++++ Input for this task

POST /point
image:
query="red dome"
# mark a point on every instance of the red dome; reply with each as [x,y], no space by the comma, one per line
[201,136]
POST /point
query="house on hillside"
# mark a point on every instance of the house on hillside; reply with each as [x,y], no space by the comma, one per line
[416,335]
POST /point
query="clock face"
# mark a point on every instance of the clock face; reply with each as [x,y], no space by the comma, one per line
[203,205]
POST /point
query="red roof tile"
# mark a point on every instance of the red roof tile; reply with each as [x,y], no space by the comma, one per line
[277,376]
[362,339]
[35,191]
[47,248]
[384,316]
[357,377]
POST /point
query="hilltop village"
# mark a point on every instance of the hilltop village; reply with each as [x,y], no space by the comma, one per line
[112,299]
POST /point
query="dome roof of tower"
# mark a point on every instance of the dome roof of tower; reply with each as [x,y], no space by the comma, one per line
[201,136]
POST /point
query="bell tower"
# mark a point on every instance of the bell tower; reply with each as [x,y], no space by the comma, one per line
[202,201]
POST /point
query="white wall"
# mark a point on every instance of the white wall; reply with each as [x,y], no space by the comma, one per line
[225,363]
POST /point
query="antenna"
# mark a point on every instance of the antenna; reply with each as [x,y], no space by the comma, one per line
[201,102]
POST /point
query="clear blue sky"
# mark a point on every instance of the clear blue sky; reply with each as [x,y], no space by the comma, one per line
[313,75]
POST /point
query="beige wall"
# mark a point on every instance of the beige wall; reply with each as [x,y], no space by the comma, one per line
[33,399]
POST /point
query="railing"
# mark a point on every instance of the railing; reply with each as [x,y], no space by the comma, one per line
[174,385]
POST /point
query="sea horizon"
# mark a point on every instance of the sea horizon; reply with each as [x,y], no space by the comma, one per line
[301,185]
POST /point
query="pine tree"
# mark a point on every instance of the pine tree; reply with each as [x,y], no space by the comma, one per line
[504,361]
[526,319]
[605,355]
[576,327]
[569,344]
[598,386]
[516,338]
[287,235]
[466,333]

++++++++

Write the data back out verbatim.

POST /point
image:
query="red dome"
# mark a point on every instance of the red dome; reply with each as [x,y], no space by the comma, one per line
[201,136]
POST /point
query="house on hillside"
# mark a point on every instance of the house on hillside; reply with each as [x,y], no space by the comma, one per line
[416,335]
POST /point
query="clock face"
# mark a point on every instance of the clock face; reply with each as [x,y], no space by the comma, one per line
[203,205]
POST /point
query="red roof tile"
# mark a point on every instance of the red roof tile; reply with each as [x,y], no space by the comma, one per line
[277,376]
[362,339]
[35,191]
[47,248]
[384,316]
[357,377]
POST /point
query="hilltop village"
# mark a point on every instance of the hilltop village; reply with each as [x,y], no space by the comma, one per line
[112,299]
POST /point
query="dome roof of tower"
# mark a point on every instance of the dome roof of tower; reply with each as [x,y], no space by the comma, one per line
[201,136]
POST /point
query="bell tower"
# mark a point on every instance of the bell tower; reply with each as [x,y], no space by the comma, one per line
[202,201]
POST /point
query="white wall"
# mark a point on every instance of the white wall; reply with each as [x,y], no space by the comma, one per line
[225,363]
POST /point
query="antenna"
# mark a point on every instance of the antenna; reply with each as [x,y], no space by the comma, one per line
[201,102]
POST /point
query="clear blue sky"
# mark a point on every instance of the clear blue sky; reply with each as [x,y], no space by the comma, one per line
[313,75]
POST /point
query="beige wall"
# mark a point on every instance of the beige wall; reply with each as [x,y], no space by the comma, one per line
[33,399]
POST /point
query="railing"
# mark a point on every instance of the railing; reply with each as [x,y], no space by the comma, one per line
[174,385]
POST /point
query="sea horizon"
# mark a point on every instance of the sea horizon; reply with each as [x,y], no space by the comma, one per line
[301,185]
POST /point
query="pine tree"
# mark a point on every instance of the pine tree; reply with each as [x,y], no space by the comma, one per line
[504,361]
[526,319]
[605,355]
[576,327]
[569,344]
[598,386]
[516,338]
[287,235]
[466,333]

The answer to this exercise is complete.